→ **Excerpt to read**:
“Graphene is a two-dimensional atomic crystal made up of carbon atoms arranged in a hexagonal lattice. At one atom thick, graphene is the thinnest known compound, as well as the strongest compound discovered (between 100 and 300 times stronger than steel), the lightest known material (with one square metre weighing approximately 0.77 milligrams), and extremely flexible.
Furthermore, graphene is impermeable to molecules and is highly electrically and thermally conductive – enabling electrons to flow much faster than silicon. It is also a transparent conductor, combining electrical and optical functionalities in an exceptional way. Graphene has a wide variety of potential applications, ranging from electronics to composite materials and is relatively cheap to produce in comparison with other materials.
A material for the future
This CORDIS Results Pack showcases 12 articles on 6 ambitious cutting-edge EU research projects funded under the EU’s FP7 and Horizon 2020 research programmes relevant to graphene and 2D materials. Of these, seven articles cover different aspects of the Graphene Flagship.
The Graphene Flagship is the EU’s biggest research initiative and has a budget of EUR 1 billion, representing a new form of joint, coordinated research initiative on an unprecedented scale. Through a combined academic-industrial consortium, the research effort covers the entire value chain, from materials production to components and system integration, aiming to exploit the unique properties of graphene.

Dataset entries
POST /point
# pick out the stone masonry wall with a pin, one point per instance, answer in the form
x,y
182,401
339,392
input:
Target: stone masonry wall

--

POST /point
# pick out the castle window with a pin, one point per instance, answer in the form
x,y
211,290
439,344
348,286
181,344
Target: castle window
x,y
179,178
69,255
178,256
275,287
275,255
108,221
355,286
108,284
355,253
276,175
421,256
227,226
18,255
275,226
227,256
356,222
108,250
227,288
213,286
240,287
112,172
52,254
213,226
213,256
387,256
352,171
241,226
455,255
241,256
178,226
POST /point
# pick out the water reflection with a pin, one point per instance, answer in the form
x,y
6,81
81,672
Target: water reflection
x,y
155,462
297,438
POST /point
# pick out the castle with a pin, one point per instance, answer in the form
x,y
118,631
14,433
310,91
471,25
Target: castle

...

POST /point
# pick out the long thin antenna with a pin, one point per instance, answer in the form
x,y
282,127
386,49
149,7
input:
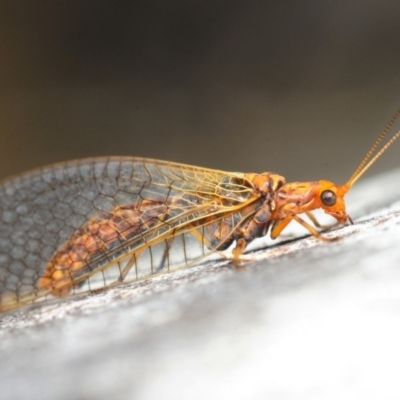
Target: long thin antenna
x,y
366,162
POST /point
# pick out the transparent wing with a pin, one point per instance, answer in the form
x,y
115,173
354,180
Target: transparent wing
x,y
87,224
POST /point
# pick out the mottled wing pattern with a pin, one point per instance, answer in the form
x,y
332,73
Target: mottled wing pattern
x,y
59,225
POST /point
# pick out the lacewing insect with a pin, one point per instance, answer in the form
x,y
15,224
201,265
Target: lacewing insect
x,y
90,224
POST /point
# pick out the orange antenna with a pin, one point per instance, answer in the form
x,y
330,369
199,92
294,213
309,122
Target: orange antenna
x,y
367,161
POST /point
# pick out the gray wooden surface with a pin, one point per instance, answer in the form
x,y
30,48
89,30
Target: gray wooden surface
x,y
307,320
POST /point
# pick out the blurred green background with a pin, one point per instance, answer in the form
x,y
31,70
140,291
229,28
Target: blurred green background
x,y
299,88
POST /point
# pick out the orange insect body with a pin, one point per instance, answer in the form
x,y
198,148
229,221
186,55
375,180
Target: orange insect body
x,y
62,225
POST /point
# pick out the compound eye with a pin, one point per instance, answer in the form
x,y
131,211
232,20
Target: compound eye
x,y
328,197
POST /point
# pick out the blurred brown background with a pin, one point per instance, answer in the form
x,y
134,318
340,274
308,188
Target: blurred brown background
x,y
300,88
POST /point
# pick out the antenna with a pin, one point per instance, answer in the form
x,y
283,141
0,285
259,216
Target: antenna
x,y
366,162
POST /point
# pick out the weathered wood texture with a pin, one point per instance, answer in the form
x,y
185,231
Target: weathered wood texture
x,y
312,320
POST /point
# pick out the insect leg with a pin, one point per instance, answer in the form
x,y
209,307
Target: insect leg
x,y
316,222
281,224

→ **Your tasks**:
A – Quote the graphene text word for word, beginning at "Furthermore, graphene is" and stopping after "the Graphene Flagship.".
B – Write what comes next in the graphene text, picking up after its final sentence.

→ **Answers per task**:
A –
Furthermore, graphene is impermeable to molecules and is highly electrically and thermally conductive – enabling electrons to flow much faster than silicon. It is also a transparent conductor, combining electrical and optical functionalities in an exceptional way. Graphene has a wide variety of potential applications, ranging from electronics to composite materials and is relatively cheap to produce in comparison with other materials.
A material for the future
This CORDIS Results Pack showcases 12 articles on 6 ambitious cutting-edge EU research projects funded under the EU’s FP7 and Horizon 2020 research programmes relevant to graphene and 2D materials. Of these, seven articles cover different aspects of the Graphene Flagship.

B –
An introduction to graphene outlines work conducted by the Flagship, including collaboration with the European Space Agency over the use of graphene in space applications, such as light propulsion and thermal management. Researchers also used optoelectronic communication systems to provide fast data for the future. The large-scale production of graphene for commercial market applications involved scaling up manufacturing to industrial scale, whilst maintaining consistency, high quality and cost efficiency.
Scientists investigated chemical processing and functional applications of graphene and graphene-related materials for engineering new molecular structures with unique properties. Graphene spintronics utilised both electron charge and spin at room temperature to create new possibilities for information processing and storage. Finally, the Flagship has investigated the use of graphene for biomedical applications to develop innovative medical devices and sensors for detecting, treating and managing nervous system diseases.
European graphene research doesn’t all fall under the remit of the Flagship and researchers are using other EU funding mechanisms to undertake other projects. GRAPHEALTH produced the next generation of wearable sensors, while GRASP applied interactions between graphene and light to quantum computing and biomedicine. GraTA developed tunneling accelerometers for use in machine vibration monitoring. HIGRAPHEN created dense polymer composites for use in optoelectronics and energy storage. PolyGraph (working closely with the Graphene Flagship) studied graphene-reinforced polymers for use in the aeronautics and automobiles sectors.”